§ What the task asks
Please give everything in the data from the line containing "Mark the innermost point of each instance of the white helmet." down to the line containing "x=68, y=343", both included, as a numbered list with blank lines left out.

— start of Material provided —

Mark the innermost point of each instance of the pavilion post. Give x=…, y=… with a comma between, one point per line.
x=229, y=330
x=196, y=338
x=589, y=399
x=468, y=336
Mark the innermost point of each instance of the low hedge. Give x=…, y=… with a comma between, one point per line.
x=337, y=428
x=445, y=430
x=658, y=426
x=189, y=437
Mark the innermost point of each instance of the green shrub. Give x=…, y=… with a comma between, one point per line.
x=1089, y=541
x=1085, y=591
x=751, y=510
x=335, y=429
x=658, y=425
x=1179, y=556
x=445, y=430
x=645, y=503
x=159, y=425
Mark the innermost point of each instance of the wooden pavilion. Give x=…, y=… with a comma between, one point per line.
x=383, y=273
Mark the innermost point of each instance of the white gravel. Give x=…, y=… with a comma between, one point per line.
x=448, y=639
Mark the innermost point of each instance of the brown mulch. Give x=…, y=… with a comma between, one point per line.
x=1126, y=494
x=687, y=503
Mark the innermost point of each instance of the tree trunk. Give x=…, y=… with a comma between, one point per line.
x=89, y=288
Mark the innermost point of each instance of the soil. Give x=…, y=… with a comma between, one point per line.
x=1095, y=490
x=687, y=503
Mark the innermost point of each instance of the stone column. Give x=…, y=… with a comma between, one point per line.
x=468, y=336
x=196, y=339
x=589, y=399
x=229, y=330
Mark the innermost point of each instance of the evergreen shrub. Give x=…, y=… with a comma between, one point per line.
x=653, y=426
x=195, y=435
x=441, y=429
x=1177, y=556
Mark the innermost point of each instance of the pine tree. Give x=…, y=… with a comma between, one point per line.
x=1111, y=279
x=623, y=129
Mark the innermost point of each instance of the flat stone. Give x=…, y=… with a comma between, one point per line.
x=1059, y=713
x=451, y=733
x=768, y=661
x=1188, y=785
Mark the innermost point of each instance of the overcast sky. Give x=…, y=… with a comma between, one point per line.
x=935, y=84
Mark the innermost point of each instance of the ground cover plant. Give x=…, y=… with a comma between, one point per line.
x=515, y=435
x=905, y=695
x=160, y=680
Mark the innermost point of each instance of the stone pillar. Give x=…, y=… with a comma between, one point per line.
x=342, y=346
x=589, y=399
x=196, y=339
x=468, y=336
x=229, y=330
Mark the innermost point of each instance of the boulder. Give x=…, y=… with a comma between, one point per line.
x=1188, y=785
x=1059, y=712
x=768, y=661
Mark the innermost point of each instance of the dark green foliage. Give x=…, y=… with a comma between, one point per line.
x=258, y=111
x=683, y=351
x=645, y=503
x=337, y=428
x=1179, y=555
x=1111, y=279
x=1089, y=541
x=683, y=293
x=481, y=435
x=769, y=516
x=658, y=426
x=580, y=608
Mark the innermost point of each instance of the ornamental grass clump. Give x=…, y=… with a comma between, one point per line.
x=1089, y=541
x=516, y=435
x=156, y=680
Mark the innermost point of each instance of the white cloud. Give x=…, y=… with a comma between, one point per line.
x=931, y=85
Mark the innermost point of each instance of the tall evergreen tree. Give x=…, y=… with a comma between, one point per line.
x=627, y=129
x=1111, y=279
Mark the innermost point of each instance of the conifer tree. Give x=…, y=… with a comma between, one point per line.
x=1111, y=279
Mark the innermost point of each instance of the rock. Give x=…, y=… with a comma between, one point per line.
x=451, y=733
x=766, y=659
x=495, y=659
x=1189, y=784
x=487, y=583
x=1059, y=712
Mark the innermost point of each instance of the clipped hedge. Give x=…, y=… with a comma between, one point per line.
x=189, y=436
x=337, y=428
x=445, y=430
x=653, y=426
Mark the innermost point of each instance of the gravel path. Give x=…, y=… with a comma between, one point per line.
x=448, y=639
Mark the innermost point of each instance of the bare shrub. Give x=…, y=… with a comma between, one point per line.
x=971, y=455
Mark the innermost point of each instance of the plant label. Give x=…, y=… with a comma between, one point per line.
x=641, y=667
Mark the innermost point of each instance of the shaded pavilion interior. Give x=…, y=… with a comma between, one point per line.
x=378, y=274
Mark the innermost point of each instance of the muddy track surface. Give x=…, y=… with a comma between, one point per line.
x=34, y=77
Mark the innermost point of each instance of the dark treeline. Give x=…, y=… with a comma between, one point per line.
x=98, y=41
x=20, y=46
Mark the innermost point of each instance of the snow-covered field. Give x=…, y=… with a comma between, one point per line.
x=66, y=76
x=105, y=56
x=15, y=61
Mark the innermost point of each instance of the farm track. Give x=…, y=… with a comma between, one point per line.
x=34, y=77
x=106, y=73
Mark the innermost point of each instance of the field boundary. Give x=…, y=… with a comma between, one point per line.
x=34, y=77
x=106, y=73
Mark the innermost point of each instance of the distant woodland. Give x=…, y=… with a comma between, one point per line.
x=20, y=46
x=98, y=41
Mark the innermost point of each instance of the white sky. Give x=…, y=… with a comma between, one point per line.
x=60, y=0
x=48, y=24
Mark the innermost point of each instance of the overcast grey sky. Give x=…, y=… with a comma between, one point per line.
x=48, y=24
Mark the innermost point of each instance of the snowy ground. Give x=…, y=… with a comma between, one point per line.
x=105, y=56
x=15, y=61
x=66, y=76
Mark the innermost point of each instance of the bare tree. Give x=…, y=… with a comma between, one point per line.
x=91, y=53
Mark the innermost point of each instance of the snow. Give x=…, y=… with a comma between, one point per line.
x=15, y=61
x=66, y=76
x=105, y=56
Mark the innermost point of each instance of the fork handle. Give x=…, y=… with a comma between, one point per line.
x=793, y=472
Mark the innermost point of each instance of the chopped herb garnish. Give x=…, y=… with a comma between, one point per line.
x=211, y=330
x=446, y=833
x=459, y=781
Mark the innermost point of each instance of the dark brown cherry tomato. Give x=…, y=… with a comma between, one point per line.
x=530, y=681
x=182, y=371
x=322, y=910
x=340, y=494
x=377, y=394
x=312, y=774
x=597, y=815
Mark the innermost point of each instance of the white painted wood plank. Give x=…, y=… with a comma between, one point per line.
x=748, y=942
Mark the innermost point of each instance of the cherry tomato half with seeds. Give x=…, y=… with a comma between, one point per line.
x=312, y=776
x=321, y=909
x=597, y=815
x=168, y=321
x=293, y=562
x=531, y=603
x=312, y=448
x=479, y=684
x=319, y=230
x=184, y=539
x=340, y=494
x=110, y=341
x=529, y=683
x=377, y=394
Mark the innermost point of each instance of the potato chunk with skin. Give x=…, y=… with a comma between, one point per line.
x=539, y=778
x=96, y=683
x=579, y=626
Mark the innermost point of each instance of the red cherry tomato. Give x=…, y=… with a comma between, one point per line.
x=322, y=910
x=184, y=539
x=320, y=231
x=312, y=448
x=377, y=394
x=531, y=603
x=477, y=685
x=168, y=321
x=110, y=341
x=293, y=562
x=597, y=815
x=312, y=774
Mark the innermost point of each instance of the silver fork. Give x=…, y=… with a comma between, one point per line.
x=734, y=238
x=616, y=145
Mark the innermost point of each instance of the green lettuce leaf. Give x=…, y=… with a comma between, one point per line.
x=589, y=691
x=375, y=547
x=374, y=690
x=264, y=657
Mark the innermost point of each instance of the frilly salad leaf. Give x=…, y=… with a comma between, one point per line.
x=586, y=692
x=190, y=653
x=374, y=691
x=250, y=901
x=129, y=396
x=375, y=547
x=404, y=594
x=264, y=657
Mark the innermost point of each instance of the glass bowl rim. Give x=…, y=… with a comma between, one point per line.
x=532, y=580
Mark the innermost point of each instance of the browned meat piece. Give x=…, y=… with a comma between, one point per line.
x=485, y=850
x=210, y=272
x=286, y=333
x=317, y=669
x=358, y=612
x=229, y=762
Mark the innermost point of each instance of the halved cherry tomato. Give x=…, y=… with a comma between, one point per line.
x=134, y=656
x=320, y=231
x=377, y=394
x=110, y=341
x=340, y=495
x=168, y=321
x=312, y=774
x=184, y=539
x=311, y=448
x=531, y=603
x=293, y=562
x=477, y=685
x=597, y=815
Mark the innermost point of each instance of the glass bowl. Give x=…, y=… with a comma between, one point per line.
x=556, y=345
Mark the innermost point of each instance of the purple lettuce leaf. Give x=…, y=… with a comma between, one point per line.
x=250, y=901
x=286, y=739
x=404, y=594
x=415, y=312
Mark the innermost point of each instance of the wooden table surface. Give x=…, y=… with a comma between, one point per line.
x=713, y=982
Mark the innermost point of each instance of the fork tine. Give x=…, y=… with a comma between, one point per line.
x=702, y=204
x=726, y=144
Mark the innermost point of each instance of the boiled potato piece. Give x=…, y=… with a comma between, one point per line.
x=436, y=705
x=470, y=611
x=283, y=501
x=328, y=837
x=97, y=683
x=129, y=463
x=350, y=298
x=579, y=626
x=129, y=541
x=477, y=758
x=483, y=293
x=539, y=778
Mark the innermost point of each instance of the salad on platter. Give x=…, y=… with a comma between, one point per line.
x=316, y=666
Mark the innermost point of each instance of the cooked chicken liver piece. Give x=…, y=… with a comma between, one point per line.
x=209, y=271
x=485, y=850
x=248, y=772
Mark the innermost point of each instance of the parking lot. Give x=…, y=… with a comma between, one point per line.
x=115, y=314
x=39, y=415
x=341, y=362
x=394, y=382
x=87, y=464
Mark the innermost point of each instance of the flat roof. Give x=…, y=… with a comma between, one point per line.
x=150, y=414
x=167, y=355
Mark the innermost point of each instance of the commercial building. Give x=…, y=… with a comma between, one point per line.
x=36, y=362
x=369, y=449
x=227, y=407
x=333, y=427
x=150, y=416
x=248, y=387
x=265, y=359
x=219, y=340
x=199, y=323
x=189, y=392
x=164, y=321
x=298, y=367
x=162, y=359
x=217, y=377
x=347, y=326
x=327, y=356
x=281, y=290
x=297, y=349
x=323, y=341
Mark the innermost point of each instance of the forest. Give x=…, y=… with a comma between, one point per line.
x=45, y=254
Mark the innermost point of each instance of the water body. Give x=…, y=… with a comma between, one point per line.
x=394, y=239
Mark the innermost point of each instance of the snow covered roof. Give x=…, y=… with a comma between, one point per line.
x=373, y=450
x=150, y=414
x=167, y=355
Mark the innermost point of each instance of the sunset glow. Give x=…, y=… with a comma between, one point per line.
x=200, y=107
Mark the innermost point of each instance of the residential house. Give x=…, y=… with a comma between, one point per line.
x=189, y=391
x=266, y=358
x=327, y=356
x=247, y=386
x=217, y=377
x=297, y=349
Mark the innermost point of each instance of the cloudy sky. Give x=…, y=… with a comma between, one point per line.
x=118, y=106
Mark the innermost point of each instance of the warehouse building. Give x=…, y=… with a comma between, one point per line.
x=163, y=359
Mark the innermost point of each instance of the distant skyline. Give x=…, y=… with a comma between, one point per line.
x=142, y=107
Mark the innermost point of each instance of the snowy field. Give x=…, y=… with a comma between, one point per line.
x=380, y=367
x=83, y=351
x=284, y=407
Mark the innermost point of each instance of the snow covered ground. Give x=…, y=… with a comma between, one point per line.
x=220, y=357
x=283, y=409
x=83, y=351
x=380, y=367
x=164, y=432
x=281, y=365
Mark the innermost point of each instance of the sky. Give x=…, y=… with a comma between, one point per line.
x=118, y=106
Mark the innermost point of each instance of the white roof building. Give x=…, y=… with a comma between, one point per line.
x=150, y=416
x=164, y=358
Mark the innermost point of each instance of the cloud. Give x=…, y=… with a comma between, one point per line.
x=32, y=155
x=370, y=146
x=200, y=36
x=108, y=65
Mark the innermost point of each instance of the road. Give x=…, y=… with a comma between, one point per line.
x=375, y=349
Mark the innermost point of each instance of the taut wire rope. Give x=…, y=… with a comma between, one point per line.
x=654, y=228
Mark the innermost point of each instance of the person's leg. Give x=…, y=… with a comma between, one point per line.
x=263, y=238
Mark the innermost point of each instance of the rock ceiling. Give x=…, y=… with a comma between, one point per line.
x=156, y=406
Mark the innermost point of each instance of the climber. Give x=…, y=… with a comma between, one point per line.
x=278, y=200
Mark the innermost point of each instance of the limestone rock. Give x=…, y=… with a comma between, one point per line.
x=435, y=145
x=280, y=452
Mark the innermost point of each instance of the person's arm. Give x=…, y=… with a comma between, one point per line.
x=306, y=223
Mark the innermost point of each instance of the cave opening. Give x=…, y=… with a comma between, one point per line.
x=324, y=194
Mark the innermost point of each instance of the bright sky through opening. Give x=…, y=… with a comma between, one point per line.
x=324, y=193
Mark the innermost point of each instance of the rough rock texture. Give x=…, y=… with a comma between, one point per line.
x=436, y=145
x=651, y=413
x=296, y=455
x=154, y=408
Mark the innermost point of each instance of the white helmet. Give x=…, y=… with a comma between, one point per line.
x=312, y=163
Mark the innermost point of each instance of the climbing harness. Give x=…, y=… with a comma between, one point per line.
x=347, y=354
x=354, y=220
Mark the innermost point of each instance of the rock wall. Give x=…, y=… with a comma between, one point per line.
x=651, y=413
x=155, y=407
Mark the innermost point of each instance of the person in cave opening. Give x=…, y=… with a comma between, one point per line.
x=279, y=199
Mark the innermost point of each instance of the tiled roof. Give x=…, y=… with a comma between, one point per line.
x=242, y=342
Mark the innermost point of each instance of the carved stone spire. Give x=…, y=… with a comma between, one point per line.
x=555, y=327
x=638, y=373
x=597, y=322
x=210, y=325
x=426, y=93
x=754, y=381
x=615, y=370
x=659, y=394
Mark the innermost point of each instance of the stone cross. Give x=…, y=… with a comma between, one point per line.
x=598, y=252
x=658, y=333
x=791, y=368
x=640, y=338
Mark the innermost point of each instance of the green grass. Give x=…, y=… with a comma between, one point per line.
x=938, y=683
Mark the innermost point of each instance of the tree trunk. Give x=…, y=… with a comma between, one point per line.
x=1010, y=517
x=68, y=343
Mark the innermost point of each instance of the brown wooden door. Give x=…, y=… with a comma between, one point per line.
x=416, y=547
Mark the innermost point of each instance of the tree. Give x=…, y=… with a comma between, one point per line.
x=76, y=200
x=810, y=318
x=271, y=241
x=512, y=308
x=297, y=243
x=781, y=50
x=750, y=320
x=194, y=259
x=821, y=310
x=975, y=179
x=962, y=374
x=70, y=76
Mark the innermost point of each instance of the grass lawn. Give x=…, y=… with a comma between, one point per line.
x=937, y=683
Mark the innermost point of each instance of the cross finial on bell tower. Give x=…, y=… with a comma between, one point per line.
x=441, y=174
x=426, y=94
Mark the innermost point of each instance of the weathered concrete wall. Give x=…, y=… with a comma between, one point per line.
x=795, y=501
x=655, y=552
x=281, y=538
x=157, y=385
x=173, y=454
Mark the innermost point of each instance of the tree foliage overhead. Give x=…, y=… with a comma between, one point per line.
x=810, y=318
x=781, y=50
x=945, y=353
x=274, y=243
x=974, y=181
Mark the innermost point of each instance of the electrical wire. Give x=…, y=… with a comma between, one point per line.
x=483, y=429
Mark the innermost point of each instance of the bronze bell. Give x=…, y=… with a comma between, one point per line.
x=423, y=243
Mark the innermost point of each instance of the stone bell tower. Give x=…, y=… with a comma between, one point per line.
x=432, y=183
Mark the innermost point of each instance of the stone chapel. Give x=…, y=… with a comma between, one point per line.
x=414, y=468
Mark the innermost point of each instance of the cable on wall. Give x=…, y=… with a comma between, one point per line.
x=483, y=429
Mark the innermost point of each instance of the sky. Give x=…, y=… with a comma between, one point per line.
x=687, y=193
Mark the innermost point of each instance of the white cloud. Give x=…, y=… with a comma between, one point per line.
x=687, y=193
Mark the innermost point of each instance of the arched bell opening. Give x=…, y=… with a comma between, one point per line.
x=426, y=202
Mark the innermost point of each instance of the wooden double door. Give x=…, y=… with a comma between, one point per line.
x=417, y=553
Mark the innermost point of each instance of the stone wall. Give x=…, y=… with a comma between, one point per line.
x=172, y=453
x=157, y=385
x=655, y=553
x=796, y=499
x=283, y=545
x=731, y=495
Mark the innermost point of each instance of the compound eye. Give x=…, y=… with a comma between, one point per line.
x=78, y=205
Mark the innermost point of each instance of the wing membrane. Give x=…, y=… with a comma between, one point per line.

— end of Material provided —

§ Completed exercise
1. Mark the innermost point of each instance of the white helmet. Give x=…, y=… with a comma between, one point per line.
2. x=312, y=163
3. Mark the innermost point of each instance of the climbing harness. Give x=…, y=… with a comma between, one point per line.
4. x=347, y=354
5. x=354, y=220
6. Mark the innermost point of each instance of the rock wall. Give x=…, y=… with a comma between, one point per line.
7. x=651, y=413
8. x=155, y=407
9. Mark the innermost point of each instance of the person in cave opening. Give x=…, y=… with a comma between, one point per line.
10. x=279, y=199
11. Mark the innermost point of each instance of the tiled roof. Give x=…, y=… with a comma between, one point per line.
12. x=242, y=342
13. Mark the innermost point of each instance of the carved stone spire. Give x=…, y=… with a comma between, one point per line.
14. x=555, y=327
15. x=638, y=373
16. x=597, y=322
17. x=210, y=325
18. x=426, y=93
19. x=754, y=381
20. x=615, y=370
21. x=659, y=394
22. Mark the innermost point of each instance of the stone cross. Give x=…, y=… with a comma between, one point per line.
23. x=598, y=252
24. x=658, y=333
25. x=791, y=368
26. x=640, y=338
27. Mark the innermost point of each instance of the green grass. Give x=…, y=… with a comma between, one point per line.
28. x=938, y=683
29. Mark the innermost point of each instance of the tree trunk. Give x=…, y=… with a comma between, one point per line.
30. x=1010, y=517
31. x=68, y=343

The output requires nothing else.